> [GOAL]:
Pick out every line in the entries below that contains the string "boot", with case counting, and copy each of those lines.

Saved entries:
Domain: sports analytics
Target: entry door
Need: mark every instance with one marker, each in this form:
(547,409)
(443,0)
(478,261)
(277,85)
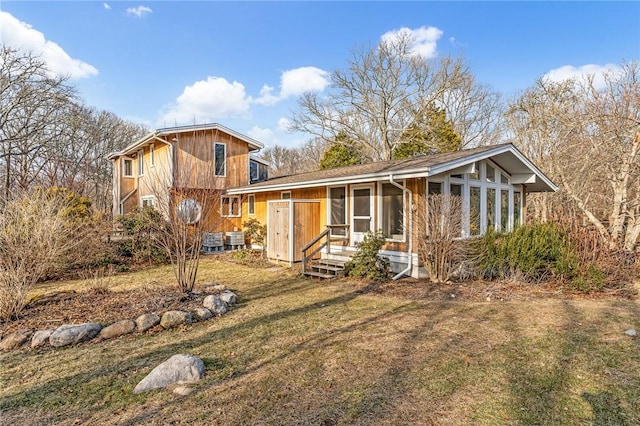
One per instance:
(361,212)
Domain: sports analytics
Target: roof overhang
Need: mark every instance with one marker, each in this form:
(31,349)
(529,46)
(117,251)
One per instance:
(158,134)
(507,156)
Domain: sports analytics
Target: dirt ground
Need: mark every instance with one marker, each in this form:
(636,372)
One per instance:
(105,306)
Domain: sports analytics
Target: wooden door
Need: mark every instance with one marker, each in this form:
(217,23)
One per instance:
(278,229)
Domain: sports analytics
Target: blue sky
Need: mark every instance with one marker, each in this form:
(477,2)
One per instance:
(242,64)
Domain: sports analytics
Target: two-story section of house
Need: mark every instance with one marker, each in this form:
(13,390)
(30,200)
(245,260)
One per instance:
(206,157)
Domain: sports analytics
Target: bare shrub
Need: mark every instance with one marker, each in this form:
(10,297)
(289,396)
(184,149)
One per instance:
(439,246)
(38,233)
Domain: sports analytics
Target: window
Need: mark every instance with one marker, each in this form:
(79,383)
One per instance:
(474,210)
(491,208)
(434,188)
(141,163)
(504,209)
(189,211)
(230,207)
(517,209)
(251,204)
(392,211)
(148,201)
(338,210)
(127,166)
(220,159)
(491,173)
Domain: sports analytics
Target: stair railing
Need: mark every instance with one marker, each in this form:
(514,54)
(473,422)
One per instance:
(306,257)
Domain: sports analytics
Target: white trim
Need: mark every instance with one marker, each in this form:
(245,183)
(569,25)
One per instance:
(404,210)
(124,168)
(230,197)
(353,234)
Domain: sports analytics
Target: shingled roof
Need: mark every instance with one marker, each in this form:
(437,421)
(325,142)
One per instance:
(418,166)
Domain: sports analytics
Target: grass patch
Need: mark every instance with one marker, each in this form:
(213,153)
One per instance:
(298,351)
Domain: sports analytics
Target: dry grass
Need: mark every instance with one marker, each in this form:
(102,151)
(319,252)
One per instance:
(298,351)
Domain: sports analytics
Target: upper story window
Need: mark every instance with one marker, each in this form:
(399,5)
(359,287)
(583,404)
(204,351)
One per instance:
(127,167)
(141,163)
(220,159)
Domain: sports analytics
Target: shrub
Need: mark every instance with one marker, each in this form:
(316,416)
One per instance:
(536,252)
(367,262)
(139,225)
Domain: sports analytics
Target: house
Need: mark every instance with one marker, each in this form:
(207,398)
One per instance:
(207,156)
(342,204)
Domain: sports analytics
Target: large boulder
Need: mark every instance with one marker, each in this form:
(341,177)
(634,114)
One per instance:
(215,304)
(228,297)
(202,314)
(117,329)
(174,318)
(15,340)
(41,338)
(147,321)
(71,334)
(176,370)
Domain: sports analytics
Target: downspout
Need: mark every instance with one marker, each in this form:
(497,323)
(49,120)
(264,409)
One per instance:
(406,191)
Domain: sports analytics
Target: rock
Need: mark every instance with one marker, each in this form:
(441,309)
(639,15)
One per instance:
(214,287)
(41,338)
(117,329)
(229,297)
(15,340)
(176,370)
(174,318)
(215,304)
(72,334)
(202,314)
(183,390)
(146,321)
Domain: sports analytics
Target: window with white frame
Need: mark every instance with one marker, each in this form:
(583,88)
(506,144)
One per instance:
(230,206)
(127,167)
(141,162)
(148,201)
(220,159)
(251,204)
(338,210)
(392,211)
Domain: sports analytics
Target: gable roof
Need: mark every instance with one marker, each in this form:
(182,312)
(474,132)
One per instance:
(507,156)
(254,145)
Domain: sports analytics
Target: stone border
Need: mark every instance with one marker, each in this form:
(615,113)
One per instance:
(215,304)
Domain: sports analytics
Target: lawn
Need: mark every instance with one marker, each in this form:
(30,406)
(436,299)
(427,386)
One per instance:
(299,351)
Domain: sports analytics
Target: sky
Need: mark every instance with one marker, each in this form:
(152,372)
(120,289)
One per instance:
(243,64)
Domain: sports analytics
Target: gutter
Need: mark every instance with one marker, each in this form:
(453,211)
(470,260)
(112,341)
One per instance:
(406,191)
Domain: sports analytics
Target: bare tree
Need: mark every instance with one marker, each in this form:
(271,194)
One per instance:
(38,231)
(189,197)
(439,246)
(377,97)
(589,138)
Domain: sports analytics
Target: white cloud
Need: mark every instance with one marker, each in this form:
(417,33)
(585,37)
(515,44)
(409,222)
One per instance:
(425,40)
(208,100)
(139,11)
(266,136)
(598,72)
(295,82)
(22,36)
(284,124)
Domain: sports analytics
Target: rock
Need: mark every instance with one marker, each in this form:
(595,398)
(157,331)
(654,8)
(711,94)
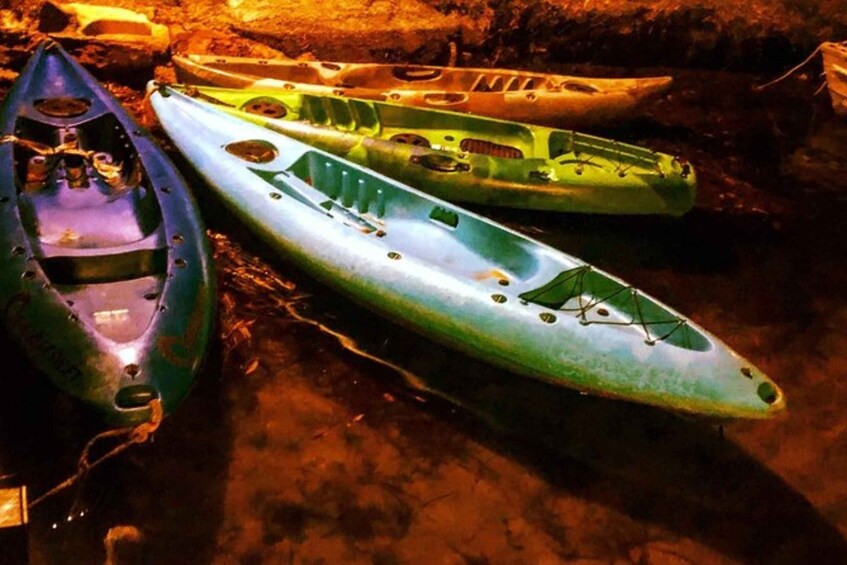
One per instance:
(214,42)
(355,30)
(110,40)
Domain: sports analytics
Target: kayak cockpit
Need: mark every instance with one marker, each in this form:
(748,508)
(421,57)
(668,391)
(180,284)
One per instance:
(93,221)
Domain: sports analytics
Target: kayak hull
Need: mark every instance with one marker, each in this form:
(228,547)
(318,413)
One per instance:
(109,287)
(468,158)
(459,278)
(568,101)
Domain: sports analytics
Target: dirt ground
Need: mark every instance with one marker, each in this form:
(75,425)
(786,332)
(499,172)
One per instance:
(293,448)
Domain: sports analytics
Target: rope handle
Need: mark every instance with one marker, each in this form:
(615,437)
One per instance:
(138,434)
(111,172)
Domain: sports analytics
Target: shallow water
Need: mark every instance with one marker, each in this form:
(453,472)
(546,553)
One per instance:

--

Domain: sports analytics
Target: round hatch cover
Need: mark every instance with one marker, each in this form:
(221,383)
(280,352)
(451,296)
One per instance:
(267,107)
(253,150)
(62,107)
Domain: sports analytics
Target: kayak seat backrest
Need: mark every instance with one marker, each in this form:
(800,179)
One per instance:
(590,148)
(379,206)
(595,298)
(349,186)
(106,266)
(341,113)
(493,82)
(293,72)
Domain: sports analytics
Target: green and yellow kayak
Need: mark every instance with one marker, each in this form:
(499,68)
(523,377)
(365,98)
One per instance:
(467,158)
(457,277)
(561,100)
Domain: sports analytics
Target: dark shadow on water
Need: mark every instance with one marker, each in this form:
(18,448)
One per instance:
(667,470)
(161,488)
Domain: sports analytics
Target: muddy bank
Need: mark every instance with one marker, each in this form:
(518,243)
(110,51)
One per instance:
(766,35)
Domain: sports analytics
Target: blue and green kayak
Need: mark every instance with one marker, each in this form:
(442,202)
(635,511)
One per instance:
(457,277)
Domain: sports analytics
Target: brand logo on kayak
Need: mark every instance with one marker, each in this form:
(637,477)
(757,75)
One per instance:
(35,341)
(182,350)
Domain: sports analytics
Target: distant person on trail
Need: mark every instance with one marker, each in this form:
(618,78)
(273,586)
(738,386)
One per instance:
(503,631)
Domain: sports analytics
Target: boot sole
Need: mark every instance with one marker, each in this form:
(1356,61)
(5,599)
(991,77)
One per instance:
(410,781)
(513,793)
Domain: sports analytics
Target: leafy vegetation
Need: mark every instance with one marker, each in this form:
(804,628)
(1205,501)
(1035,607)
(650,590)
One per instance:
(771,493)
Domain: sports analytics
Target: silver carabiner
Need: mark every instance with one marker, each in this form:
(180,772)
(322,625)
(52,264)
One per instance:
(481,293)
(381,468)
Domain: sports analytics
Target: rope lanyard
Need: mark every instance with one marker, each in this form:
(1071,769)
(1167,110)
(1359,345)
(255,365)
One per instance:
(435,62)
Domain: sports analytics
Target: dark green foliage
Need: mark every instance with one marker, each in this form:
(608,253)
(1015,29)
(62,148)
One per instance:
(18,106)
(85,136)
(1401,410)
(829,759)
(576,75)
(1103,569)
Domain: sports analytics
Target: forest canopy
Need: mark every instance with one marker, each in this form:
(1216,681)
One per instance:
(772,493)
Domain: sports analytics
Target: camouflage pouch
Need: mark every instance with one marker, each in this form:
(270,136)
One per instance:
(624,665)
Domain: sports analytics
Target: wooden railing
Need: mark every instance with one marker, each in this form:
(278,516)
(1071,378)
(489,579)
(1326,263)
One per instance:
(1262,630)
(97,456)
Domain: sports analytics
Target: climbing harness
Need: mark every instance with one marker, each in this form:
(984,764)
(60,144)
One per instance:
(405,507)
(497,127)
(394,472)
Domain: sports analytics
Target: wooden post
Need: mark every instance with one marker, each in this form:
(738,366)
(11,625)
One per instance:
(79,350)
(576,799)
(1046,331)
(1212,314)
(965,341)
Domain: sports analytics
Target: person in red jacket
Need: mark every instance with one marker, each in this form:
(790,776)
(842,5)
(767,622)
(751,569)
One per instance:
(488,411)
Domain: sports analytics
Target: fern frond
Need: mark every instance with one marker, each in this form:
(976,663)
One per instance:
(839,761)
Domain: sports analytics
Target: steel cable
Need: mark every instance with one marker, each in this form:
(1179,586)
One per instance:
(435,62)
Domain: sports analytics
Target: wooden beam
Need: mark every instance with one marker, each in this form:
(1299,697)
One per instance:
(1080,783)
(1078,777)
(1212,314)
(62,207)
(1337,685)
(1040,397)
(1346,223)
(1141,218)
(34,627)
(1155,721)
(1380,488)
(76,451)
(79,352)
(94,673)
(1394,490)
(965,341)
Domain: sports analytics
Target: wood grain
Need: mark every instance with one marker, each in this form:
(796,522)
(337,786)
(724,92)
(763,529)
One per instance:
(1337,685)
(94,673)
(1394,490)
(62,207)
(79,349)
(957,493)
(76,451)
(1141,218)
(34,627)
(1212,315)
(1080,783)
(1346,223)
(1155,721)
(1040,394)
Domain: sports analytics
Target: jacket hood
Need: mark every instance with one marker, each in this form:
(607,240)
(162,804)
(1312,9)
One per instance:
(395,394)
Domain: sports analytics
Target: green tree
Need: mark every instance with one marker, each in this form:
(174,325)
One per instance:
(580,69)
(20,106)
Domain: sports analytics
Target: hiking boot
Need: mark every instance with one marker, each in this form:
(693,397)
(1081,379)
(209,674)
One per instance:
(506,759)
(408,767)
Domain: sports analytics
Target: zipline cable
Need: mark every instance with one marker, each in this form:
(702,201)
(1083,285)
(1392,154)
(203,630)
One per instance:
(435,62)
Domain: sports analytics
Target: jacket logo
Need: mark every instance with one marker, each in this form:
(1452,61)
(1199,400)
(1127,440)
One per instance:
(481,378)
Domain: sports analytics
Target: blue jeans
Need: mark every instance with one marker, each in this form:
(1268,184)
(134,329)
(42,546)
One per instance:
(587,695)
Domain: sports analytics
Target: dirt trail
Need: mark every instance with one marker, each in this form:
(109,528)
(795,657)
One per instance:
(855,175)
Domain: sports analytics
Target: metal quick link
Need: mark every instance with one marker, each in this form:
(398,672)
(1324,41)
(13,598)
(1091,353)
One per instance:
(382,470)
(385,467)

> [ANSWER TO THE PROBLEM]:
Target: boot sole
Target: hiking boot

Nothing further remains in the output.